### Working data

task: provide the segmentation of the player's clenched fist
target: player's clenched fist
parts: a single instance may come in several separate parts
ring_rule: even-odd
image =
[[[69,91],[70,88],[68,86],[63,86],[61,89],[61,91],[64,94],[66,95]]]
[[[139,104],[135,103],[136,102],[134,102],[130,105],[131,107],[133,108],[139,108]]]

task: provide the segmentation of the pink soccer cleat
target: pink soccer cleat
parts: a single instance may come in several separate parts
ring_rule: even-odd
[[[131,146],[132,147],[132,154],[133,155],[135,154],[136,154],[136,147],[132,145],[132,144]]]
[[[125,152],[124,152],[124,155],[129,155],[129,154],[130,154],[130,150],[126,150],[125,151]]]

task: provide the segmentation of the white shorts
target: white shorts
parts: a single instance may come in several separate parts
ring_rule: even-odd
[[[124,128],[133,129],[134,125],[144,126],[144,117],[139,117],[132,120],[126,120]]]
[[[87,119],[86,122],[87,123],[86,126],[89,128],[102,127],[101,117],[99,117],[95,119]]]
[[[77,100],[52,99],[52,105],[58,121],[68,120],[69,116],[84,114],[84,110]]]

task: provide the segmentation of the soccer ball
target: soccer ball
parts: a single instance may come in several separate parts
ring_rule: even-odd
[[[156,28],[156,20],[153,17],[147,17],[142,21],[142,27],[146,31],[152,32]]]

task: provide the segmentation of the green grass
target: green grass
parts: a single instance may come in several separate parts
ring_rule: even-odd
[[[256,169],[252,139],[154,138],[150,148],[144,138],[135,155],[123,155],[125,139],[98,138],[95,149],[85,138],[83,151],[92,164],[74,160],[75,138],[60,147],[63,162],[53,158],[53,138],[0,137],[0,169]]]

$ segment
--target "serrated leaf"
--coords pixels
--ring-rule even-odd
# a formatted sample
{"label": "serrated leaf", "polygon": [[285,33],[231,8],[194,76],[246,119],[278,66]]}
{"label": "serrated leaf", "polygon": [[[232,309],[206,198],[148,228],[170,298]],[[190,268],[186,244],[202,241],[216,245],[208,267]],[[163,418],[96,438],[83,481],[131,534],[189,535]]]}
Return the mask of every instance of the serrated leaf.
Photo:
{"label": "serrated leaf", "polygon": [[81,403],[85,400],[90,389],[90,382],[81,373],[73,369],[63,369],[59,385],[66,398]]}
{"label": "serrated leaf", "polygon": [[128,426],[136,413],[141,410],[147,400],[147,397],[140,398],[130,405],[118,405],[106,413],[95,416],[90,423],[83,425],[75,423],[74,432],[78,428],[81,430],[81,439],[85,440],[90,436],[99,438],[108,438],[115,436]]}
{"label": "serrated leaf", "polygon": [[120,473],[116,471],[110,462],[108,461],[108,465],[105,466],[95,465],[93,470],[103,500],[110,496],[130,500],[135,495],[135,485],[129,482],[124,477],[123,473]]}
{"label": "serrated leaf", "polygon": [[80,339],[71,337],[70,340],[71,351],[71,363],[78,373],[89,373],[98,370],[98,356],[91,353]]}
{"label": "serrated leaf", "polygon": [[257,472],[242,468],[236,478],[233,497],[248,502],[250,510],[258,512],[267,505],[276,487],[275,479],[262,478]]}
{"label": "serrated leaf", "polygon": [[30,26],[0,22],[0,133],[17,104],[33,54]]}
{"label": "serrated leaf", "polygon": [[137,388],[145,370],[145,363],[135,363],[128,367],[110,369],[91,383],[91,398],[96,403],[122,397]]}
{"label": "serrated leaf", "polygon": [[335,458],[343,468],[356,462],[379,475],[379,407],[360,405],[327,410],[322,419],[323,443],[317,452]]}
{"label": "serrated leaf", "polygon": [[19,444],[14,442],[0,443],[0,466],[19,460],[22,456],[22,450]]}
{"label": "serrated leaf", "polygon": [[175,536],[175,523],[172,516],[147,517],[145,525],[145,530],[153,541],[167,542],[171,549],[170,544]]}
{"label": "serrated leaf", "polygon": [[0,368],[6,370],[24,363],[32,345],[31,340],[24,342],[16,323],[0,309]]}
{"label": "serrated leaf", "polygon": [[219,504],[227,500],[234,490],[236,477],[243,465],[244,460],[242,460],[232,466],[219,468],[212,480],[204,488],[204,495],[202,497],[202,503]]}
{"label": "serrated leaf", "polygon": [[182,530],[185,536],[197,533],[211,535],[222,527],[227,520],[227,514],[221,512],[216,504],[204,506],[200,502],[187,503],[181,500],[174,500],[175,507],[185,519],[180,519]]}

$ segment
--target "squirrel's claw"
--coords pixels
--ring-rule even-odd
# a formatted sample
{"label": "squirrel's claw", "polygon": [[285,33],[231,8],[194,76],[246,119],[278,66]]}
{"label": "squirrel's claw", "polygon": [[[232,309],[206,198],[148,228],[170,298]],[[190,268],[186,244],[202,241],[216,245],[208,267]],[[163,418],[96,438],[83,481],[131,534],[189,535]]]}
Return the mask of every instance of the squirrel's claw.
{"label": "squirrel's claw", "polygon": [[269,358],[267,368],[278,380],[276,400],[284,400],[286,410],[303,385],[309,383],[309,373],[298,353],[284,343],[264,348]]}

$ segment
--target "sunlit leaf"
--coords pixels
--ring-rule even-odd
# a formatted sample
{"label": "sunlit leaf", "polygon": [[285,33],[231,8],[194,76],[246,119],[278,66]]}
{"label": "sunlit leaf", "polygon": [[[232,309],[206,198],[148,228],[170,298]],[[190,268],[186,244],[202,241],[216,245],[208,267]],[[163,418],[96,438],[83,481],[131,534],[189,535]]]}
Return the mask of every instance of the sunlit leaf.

######

**What you have to do:** Type out the entries again, word for word.

**Answer in full:**
task: provide the segmentation of the player's clenched fist
target: player's clenched fist
parts: a single instance may come in several separate parts
ring_rule: even-odd
image =
[[[69,91],[70,88],[68,86],[63,86],[61,89],[61,91],[64,94],[66,95]]]
[[[139,104],[135,103],[136,102],[134,102],[130,105],[131,107],[133,108],[139,108]]]

task: provide the segmentation of the pink soccer cleat
target: pink soccer cleat
parts: a single instance may come in several separate parts
ring_rule: even-odd
[[[131,146],[132,147],[132,154],[133,155],[135,154],[136,154],[136,147],[132,145],[132,144]]]
[[[125,152],[124,152],[124,155],[129,155],[129,154],[130,154],[130,150],[126,150],[125,151]]]

task: provide the segmentation of the white shorts
target: white shorts
parts: a single instance may come in several separate parts
ring_rule: even-odd
[[[124,128],[133,129],[134,125],[144,126],[144,117],[139,117],[132,120],[126,120]]]
[[[87,119],[86,122],[87,123],[86,126],[89,128],[102,127],[101,117],[99,117],[95,119]]]
[[[77,100],[52,99],[52,105],[58,121],[68,120],[69,116],[84,114],[84,110]]]

task: provide the segmentation of the soccer ball
target: soccer ball
parts: a single instance may come in several separate parts
ring_rule: even-odd
[[[156,28],[156,20],[153,17],[147,17],[142,21],[142,27],[146,31],[152,32]]]

task: provide the segmentation of the green grass
target: green grass
parts: a single instance may come in several separate parts
ring_rule: even-odd
[[[256,169],[252,139],[154,138],[150,148],[144,138],[135,155],[123,155],[125,139],[98,138],[95,149],[85,138],[83,151],[92,164],[74,160],[75,138],[60,147],[63,162],[53,158],[53,138],[0,137],[0,169]]]

$ segment
--target "serrated leaf"
--coords pixels
--ring-rule even-odd
# a formatted sample
{"label": "serrated leaf", "polygon": [[285,33],[231,8],[194,76],[246,119],[278,66]]}
{"label": "serrated leaf", "polygon": [[[232,309],[206,198],[148,228],[170,298]],[[190,268],[186,244],[202,241],[216,245],[208,267]],[[163,418],[96,438],[83,481],[131,534],[189,535]]]}
Return the mask of every instance of the serrated leaf.
Photo:
{"label": "serrated leaf", "polygon": [[81,403],[85,400],[90,389],[90,382],[81,373],[73,369],[63,369],[59,385],[66,398]]}
{"label": "serrated leaf", "polygon": [[128,426],[136,413],[141,410],[147,400],[147,397],[140,398],[130,405],[118,405],[106,413],[95,416],[90,423],[83,425],[75,423],[74,432],[78,428],[81,430],[81,439],[85,440],[90,436],[99,438],[108,438],[115,436]]}
{"label": "serrated leaf", "polygon": [[120,473],[116,471],[110,462],[108,461],[108,465],[105,466],[95,465],[93,470],[103,500],[110,496],[130,500],[135,495],[135,485],[129,482],[124,477],[123,473]]}
{"label": "serrated leaf", "polygon": [[80,339],[71,337],[70,340],[71,351],[71,363],[78,373],[89,373],[98,370],[98,356],[91,353]]}
{"label": "serrated leaf", "polygon": [[257,472],[242,468],[236,478],[233,497],[248,502],[250,510],[258,512],[267,505],[276,487],[275,479],[262,478]]}
{"label": "serrated leaf", "polygon": [[30,26],[0,22],[0,133],[17,104],[33,54]]}
{"label": "serrated leaf", "polygon": [[137,388],[145,370],[145,363],[135,363],[128,367],[110,369],[91,383],[91,398],[96,403],[122,397]]}
{"label": "serrated leaf", "polygon": [[335,458],[343,468],[356,462],[379,475],[379,407],[360,405],[327,410],[322,419],[323,443],[317,452]]}
{"label": "serrated leaf", "polygon": [[19,444],[14,442],[0,443],[0,466],[19,460],[22,456],[22,450]]}
{"label": "serrated leaf", "polygon": [[175,536],[175,523],[172,516],[147,517],[145,525],[145,530],[153,541],[167,542],[171,549],[170,544]]}
{"label": "serrated leaf", "polygon": [[0,368],[6,370],[24,363],[32,345],[31,340],[24,342],[16,323],[0,309]]}
{"label": "serrated leaf", "polygon": [[219,504],[227,500],[234,490],[236,477],[243,465],[244,460],[242,460],[232,466],[219,468],[212,480],[204,488],[204,495],[202,497],[202,503]]}
{"label": "serrated leaf", "polygon": [[182,530],[185,536],[197,533],[211,535],[222,527],[227,520],[227,514],[221,512],[216,504],[204,506],[200,502],[187,503],[181,500],[174,500],[175,507],[185,519],[180,519]]}

$ segment
--target "squirrel's claw"
--coords pixels
--ring-rule even-odd
# a formatted sample
{"label": "squirrel's claw", "polygon": [[285,33],[231,8],[194,76],[246,119],[278,66]]}
{"label": "squirrel's claw", "polygon": [[[232,309],[206,198],[148,228],[170,298]],[[190,268],[186,244],[202,241],[216,245],[208,267]],[[163,418],[96,438],[83,481],[131,534],[189,535]]]}
Return the mask of every instance of the squirrel's claw.
{"label": "squirrel's claw", "polygon": [[269,358],[267,368],[278,380],[276,400],[284,400],[286,410],[303,385],[309,383],[309,373],[298,353],[284,343],[264,348]]}

$ segment
--target "sunlit leaf"
--coords pixels
--ring-rule even-odd
# a formatted sample
{"label": "sunlit leaf", "polygon": [[285,33],[231,8],[194,76],[246,119],[278,66]]}
{"label": "sunlit leaf", "polygon": [[[232,309],[206,198],[148,228],[170,298]],[[190,268],[186,244],[202,241],[216,245],[208,267]],[[163,418],[96,438],[83,481],[131,534],[189,535]]]}
Return the mask of every instance of the sunlit leaf.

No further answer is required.